» Task brief:
Copy these lines exactly as they appear in the material below.

· · · · · · ·

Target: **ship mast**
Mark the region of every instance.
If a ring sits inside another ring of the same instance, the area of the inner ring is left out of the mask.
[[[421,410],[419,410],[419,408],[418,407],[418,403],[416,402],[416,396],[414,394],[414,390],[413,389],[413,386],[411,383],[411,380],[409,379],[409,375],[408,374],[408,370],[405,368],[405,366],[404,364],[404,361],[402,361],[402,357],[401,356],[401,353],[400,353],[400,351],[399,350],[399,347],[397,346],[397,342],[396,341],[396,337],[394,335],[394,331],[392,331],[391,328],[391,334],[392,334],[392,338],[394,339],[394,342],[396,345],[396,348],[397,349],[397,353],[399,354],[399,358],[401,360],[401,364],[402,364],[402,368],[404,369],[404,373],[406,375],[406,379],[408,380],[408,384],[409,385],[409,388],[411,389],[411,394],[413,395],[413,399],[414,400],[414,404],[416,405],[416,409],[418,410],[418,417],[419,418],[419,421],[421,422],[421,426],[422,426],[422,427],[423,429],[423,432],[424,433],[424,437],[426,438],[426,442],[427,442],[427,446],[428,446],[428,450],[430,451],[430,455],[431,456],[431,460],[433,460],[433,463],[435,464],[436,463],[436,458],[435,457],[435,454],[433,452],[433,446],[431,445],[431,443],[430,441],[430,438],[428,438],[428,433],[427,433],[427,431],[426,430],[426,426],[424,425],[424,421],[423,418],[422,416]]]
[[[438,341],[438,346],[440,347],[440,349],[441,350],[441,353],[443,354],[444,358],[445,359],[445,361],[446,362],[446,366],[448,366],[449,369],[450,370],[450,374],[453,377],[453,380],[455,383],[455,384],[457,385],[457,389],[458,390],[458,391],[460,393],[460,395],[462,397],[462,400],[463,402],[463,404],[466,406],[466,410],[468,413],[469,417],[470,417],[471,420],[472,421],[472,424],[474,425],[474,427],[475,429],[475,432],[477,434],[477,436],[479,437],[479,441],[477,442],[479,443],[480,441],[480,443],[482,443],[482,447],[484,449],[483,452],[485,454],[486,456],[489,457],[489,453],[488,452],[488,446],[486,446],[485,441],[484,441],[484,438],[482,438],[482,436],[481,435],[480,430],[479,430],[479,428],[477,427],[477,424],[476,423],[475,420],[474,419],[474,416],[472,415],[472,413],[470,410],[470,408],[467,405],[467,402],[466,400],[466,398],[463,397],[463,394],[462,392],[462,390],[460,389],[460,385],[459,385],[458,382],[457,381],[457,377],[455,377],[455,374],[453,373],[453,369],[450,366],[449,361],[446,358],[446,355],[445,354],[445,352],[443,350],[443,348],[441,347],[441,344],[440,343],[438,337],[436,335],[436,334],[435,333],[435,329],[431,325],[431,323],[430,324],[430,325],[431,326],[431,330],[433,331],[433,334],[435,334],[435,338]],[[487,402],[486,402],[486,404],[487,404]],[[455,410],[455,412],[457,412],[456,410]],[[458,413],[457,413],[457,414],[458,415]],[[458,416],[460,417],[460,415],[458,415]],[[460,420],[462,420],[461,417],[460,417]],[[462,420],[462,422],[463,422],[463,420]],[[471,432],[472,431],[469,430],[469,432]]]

· · · · · · ·

» The answer:
Target: **ship mast**
Mark the region of every instance.
If a ring sits inside another ring of the same instance, the area of the inner ring is left out of the mask.
[[[421,410],[419,410],[419,408],[418,407],[418,403],[416,402],[416,396],[414,394],[414,390],[413,389],[413,386],[411,383],[411,380],[409,379],[409,375],[408,374],[408,370],[405,368],[405,366],[404,364],[404,361],[402,361],[402,357],[401,356],[401,353],[400,353],[400,351],[399,350],[399,347],[397,346],[397,342],[396,341],[396,337],[394,335],[394,331],[392,331],[391,328],[391,334],[392,334],[392,338],[394,339],[394,342],[396,345],[396,348],[397,349],[397,353],[399,354],[399,358],[401,360],[401,364],[402,364],[402,368],[404,369],[404,373],[406,375],[406,379],[408,380],[408,384],[409,385],[409,388],[411,389],[411,394],[413,395],[413,399],[414,400],[414,404],[416,405],[416,409],[418,410],[418,417],[419,418],[419,421],[421,422],[421,426],[422,426],[422,427],[423,429],[423,432],[424,433],[424,437],[426,438],[426,442],[427,442],[427,446],[428,446],[428,450],[430,451],[430,455],[431,456],[431,460],[433,460],[433,463],[435,464],[436,463],[436,458],[435,457],[435,454],[433,452],[433,446],[431,445],[431,443],[430,441],[430,438],[428,438],[428,433],[427,433],[427,431],[426,430],[426,426],[424,425],[424,421],[423,418],[422,416]]]
[[[438,341],[438,346],[440,347],[440,349],[441,350],[441,353],[443,354],[444,358],[445,359],[445,361],[446,362],[446,366],[448,366],[449,369],[450,370],[450,374],[453,377],[453,380],[455,383],[455,384],[457,385],[457,389],[458,390],[458,391],[460,393],[460,395],[462,397],[462,400],[463,402],[463,404],[466,406],[466,410],[468,413],[469,417],[470,417],[471,420],[472,421],[472,424],[474,425],[474,427],[475,429],[475,432],[477,434],[477,436],[479,437],[479,441],[477,442],[479,443],[480,441],[480,443],[482,443],[482,447],[484,449],[483,452],[485,454],[486,456],[489,457],[489,453],[488,452],[488,446],[486,446],[485,441],[484,441],[484,438],[482,438],[482,436],[481,435],[480,430],[479,430],[479,428],[477,427],[477,424],[476,423],[475,420],[474,419],[474,416],[472,415],[472,413],[470,410],[470,408],[467,405],[467,402],[466,400],[466,398],[463,397],[463,394],[462,392],[462,390],[460,389],[460,385],[459,385],[458,382],[457,381],[457,377],[455,377],[455,374],[453,373],[453,369],[450,366],[449,361],[446,358],[446,355],[445,354],[445,352],[443,350],[443,348],[441,347],[441,344],[440,343],[438,337],[436,335],[436,334],[435,333],[435,329],[431,325],[431,323],[430,324],[430,325],[431,326],[431,330],[433,331],[433,334],[435,334],[435,338]],[[487,402],[486,402],[486,404],[487,404]],[[455,410],[455,412],[457,412],[456,410]],[[458,413],[457,413],[457,414],[458,415]],[[458,416],[460,417],[460,415],[458,415]],[[460,420],[462,420],[461,417],[460,417]],[[462,420],[462,422],[463,422],[463,420]],[[471,432],[472,431],[469,430],[469,432]]]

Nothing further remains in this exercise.